(EXCERPTED DATA begins)
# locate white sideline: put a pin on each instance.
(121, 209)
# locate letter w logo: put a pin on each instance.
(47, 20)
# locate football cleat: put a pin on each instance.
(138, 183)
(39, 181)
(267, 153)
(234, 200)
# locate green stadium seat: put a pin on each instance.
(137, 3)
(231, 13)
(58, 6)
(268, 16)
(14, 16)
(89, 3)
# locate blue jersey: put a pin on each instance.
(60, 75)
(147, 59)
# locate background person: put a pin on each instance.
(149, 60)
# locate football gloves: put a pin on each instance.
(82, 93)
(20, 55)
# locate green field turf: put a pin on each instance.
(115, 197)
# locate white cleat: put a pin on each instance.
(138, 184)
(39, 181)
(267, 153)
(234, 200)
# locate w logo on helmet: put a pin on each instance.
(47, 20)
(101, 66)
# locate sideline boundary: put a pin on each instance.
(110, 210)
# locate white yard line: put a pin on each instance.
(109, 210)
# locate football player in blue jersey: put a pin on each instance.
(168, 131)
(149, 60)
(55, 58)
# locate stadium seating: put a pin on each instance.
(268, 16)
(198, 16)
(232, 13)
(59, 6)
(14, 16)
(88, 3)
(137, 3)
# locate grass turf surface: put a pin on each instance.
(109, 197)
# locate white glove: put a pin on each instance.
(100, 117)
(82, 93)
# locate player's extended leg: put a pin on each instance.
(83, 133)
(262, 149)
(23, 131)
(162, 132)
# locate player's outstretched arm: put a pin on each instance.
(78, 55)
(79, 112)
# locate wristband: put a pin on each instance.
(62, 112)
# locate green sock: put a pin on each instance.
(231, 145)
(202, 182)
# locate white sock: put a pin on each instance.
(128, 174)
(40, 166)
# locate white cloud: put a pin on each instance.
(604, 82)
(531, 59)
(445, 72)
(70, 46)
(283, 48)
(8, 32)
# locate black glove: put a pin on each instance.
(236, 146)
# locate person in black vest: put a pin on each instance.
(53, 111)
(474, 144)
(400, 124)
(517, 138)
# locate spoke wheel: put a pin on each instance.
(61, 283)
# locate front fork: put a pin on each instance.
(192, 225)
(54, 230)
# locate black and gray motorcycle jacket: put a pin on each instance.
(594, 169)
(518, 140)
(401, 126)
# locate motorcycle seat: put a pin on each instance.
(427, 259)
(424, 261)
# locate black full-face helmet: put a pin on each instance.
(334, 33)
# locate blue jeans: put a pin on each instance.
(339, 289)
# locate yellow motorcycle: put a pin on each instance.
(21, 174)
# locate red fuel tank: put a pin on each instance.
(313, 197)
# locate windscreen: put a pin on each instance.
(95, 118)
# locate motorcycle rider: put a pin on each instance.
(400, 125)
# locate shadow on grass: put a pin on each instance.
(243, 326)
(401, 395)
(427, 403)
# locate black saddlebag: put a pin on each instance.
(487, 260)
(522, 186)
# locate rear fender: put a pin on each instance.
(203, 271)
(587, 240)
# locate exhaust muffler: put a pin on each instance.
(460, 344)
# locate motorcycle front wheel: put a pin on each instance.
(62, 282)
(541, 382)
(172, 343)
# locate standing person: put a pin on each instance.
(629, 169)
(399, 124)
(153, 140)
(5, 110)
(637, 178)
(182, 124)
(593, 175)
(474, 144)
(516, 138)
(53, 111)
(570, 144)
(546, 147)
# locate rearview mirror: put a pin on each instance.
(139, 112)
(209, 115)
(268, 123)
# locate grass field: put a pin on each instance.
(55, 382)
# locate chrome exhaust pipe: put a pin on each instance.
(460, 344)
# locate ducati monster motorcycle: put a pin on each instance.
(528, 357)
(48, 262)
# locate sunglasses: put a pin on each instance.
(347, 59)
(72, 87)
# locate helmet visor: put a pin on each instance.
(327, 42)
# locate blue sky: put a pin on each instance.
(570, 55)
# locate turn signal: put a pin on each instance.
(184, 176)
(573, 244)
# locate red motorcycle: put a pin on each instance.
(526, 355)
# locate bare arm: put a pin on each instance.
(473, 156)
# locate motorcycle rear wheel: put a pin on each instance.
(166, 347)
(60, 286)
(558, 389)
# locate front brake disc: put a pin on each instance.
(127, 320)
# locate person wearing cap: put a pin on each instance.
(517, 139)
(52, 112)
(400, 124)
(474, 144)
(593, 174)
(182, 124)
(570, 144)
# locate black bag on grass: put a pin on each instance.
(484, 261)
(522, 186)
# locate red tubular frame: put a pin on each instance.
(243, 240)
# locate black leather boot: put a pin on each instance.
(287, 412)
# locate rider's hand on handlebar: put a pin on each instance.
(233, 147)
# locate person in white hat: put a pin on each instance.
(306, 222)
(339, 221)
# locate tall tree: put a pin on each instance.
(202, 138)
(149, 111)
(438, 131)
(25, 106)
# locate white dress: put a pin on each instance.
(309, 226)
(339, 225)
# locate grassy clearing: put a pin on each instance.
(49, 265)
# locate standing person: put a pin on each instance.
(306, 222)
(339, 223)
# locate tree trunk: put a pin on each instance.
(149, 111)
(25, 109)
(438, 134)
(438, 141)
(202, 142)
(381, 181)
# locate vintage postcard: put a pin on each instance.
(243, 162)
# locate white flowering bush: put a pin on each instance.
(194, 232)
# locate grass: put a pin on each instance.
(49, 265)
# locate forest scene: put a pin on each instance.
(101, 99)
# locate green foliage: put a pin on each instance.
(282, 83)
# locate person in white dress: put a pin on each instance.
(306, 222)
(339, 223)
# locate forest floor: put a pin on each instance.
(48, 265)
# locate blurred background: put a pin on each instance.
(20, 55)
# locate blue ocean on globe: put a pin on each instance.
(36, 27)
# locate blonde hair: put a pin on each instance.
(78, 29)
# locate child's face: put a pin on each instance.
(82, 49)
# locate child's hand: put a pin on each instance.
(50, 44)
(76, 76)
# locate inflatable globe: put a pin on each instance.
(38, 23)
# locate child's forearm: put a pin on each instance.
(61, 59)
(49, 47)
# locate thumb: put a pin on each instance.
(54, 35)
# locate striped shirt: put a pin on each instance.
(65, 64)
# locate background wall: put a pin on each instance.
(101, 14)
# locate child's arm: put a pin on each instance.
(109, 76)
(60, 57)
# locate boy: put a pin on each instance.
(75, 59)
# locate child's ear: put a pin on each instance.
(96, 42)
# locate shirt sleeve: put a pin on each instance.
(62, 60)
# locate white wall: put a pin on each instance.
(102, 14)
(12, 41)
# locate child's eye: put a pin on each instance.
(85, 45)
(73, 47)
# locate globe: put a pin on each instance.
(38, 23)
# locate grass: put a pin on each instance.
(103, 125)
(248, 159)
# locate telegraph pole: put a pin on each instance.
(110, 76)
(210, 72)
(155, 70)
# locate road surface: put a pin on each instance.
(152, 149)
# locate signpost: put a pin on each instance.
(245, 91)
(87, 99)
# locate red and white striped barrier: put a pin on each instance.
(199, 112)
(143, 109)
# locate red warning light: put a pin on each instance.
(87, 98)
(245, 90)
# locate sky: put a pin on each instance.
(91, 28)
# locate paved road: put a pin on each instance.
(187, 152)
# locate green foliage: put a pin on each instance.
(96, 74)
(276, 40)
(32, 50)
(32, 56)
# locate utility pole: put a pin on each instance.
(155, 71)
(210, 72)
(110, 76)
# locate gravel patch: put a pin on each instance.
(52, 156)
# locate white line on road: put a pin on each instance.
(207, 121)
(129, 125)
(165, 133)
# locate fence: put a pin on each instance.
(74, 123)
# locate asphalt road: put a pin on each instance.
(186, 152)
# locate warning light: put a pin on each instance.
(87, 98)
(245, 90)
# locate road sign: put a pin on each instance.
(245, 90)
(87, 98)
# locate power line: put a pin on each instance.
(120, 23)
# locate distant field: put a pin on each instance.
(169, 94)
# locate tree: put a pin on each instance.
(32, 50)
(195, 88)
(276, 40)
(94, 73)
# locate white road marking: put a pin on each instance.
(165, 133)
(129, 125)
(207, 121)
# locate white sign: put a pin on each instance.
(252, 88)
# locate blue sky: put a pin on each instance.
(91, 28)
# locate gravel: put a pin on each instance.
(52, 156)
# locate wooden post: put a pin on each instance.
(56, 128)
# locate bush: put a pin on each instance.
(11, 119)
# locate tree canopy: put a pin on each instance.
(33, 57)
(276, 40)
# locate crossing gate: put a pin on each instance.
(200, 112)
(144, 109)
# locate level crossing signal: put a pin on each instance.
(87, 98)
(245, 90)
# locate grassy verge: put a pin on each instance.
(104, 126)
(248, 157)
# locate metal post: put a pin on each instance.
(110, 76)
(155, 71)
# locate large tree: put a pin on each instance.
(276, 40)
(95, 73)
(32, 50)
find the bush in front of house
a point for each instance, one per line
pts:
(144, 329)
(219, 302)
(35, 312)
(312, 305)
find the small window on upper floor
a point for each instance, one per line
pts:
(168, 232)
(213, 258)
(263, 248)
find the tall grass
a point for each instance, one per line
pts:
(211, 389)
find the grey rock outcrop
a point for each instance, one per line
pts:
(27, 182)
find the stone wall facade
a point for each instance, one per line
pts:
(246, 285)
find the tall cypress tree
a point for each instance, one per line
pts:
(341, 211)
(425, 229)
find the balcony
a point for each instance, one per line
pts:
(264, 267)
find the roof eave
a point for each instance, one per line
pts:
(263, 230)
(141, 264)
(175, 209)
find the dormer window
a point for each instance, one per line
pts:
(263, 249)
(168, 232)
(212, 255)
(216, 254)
(EXCERPTED DATA ends)
*ACTIVITY*. Exactly as written, give again every line from the one containing "find the tall grass" through the last line of the material above, and no other lines.

*REPLY TO THE EXERCISE*.
find the tall grass
a point for each instance, one per line
pts:
(211, 389)
find the grey rock outcrop
a point for each instance, one per line
pts:
(27, 182)
find the stone wall facade
a point for each instance, one per line
pts:
(246, 285)
find the tall cypress tree
a point for each instance, one per line
pts:
(341, 211)
(425, 229)
find the balcony
a point for each instance, one per line
pts:
(264, 267)
find the roof eave
a point for each instance, one per line
pts:
(263, 230)
(141, 264)
(175, 209)
find the dormer window
a point for each instance, one per line
pts:
(263, 249)
(168, 232)
(212, 255)
(216, 254)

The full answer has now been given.